▸ **SOURCE PASSAGE**:
* BEGIN *
Specifically, Equation (10) represents electric power balance; Equation (11) represents cooling and heating balance, respectively; Equation (12) describes gas supply and demand balance.

• Network constraints

Network constraints include power network constraint and natural gas network constraints. Specifically, we have:

$${\mathrm{P}}_{\mathrm{buy},\mathrm{e}}^{\min }⩽{\mathrm{P}}_{\mathrm{buy},\mathrm{e}}^{\mathrm{t}}⩽{\mathrm{P}}_{\mathrm{buy},\mathrm{e}}^{\max }$$

(13)

$${\mathrm{V}}_{\mathrm{buy},\mathrm{g}}^{\min }⩽{\mathrm{V}}_{\mathrm{buy},\mathrm{g}}^{\mathrm{t}}⩽{\mathrm{V}}_{\mathrm{buy},\mathrm{g}}^{\max }$$

(14)

where Equation (13) is power grid constraint, Equation (14) is gas pipeline constraint.

• Energy supply equipment and energy coupling equipment constraints

The types of energy supply equipment and energy coupling equipment include PVs, WTs, CHP, GB, EB, AC and EC. The unified constraint model is shown as the following equations.

$$0⩽{\mathrm{P}}_{\mathrm{m}}^{\mathrm{t}}⩽{\mathrm{P}}_{\mathrm{m}}^{\max }(\mathrm{m}\in \mathrm{M})$$

(15)

$$\left\{\begin{array}{l}\mathrm{\Delta }{\mathrm{P}}_{\mathrm{m}}^{\min }⩽\mathrm{\Delta }{\mathrm{P}}_{\mathrm{m}}^{\mathrm{t}}⩽\mathrm{\Delta }{\mathrm{P}}_{\mathrm{m}}^{\max }\hfill \\ \mathrm{\Delta }{\mathrm{P}}_{\mathrm{m}}^{\mathrm{t}}={\mathrm{P}}_{\mathrm{m}}^{\mathrm{t}+1}-{\mathrm{P}}_{\mathrm{m}}^{\mathrm{t}}\hfill \end{array}(\mathrm{m}\in \mathrm{M}\right.)$$

(16)
* END *
▸ **RAW RECORDS**:
* BEGIN *
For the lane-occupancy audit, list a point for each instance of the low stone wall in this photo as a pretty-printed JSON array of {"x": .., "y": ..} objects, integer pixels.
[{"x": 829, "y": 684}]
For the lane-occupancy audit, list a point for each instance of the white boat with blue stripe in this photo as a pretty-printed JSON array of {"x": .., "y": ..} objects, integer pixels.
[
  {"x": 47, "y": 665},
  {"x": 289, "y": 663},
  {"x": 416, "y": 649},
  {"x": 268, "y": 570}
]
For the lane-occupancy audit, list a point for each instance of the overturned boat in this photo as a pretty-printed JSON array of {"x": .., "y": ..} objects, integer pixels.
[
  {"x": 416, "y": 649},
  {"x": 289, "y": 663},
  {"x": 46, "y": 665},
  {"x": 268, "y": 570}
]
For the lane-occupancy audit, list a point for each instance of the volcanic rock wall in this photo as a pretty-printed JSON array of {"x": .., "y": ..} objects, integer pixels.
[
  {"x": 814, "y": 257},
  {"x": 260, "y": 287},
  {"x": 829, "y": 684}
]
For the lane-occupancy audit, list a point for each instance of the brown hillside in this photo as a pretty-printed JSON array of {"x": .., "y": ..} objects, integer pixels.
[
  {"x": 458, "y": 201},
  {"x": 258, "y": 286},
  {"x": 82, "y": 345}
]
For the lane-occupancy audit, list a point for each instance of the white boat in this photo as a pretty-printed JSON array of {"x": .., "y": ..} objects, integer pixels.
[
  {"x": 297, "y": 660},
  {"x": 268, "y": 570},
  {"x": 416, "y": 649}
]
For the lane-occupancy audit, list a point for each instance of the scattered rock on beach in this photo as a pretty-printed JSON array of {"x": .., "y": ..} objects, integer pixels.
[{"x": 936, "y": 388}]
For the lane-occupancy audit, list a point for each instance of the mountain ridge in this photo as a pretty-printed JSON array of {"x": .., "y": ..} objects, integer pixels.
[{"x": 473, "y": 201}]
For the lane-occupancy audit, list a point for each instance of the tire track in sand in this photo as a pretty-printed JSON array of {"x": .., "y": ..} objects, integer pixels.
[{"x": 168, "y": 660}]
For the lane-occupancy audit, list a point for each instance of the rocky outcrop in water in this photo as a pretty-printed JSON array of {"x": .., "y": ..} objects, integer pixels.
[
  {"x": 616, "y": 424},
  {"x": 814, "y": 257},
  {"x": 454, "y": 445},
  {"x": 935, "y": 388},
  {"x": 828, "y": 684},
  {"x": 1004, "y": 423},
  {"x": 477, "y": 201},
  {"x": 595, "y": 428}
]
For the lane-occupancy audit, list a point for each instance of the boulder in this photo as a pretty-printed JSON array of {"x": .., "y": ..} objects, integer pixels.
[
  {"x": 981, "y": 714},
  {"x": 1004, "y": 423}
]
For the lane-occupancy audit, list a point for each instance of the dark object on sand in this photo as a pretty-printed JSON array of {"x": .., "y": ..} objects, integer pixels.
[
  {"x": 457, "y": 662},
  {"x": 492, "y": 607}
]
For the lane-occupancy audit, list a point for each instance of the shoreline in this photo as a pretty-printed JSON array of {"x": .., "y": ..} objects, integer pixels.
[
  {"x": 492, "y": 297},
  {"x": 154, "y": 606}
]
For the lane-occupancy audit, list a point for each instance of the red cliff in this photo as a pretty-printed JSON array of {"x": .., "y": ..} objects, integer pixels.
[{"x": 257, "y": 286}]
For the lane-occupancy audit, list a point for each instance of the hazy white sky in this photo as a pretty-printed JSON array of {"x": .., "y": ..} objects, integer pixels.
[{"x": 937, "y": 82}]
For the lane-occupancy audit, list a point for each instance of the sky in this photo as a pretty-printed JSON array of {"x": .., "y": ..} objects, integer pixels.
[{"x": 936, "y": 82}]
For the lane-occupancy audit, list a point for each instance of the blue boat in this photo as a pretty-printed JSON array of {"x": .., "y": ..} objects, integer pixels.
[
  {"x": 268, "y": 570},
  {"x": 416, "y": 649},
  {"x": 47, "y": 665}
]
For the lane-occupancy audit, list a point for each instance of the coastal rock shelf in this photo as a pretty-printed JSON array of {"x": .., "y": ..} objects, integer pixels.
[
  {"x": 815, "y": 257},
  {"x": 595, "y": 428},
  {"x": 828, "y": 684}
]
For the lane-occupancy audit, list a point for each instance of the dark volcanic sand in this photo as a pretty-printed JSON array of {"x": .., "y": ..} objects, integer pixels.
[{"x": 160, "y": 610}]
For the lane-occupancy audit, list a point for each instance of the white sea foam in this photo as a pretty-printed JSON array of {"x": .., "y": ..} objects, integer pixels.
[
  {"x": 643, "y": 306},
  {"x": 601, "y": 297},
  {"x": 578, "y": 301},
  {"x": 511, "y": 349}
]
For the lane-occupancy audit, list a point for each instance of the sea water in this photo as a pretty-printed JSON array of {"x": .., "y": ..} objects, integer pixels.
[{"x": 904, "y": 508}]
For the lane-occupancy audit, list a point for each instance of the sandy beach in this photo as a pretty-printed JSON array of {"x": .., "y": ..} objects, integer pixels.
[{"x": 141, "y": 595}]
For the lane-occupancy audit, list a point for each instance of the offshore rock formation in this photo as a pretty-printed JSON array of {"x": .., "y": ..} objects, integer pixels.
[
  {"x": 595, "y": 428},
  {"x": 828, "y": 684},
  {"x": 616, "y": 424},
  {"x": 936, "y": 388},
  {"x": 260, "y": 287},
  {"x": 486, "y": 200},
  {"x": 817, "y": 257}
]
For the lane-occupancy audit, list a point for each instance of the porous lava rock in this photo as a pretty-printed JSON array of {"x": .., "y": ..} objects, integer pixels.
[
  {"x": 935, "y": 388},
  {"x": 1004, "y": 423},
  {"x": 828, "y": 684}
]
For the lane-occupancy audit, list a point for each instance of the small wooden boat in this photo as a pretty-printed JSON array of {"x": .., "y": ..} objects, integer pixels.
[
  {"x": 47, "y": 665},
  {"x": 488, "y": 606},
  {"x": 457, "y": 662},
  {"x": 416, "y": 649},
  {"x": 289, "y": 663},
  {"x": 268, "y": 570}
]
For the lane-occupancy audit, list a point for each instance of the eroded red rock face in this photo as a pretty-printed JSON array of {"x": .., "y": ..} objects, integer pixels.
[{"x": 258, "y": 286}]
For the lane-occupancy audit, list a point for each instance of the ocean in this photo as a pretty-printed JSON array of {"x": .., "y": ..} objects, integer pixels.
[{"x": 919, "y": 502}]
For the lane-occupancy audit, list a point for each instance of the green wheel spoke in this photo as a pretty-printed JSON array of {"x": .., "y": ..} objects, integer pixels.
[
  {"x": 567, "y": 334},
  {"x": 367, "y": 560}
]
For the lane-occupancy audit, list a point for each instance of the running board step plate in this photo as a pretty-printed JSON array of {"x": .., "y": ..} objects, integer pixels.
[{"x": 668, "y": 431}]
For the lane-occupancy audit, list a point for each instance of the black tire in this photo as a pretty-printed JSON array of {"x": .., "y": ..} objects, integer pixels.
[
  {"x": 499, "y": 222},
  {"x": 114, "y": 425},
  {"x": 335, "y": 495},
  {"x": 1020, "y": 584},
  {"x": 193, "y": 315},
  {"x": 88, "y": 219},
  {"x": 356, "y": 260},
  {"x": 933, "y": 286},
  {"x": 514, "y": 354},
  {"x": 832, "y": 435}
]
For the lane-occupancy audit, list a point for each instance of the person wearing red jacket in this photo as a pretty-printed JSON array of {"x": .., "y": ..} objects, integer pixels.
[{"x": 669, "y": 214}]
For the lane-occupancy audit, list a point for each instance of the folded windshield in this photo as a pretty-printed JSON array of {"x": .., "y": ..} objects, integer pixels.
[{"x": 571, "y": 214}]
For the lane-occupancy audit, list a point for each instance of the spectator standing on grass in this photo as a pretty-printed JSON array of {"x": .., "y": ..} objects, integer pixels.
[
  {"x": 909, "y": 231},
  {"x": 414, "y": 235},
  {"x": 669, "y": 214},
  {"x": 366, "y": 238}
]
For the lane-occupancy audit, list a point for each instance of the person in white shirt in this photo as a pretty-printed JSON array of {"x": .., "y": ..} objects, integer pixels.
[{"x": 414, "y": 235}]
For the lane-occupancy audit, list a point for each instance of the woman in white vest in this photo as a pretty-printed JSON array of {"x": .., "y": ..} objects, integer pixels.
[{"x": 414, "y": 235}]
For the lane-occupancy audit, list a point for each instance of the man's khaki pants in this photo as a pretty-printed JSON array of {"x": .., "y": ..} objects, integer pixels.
* END *
▸ **WHAT TO DO**:
#1 In the energy system constraints passage, what does Equation (14) represent?
#2 Write the next part of the energy system constraints passage, picking up right after Equation (16).
The data has no connection to the energy system constraints passage.

▸ **RESULTS BY TASK**:
#1 Equation (14) is the gas pipeline constraint.

#2
where M is the collection of all energy supply equipment and energy coupling devices in the system; ${\mathrm{P}}_{\mathrm{m}}^{\mathrm{t}}$ represents the output value of equipment m in a certain period, and ${\mathrm{P}}_{\mathrm{m}}^{\max }$ is the maximum output value of equipment m; $\mathrm{\Delta }{\mathrm{P}}_{\mathrm{m}}^{\mathrm{t}}$ is the absolute value of the input power variation of energy supply equipment m from period t to (t + 1); $\mathrm{\Delta }{\mathrm{P}}_{\mathrm{m}}^{\max }$ and $\mathrm{\Delta }{\mathrm{P}}_{\mathrm{m}}^{\min }$ are the upper and lower limits of the variation.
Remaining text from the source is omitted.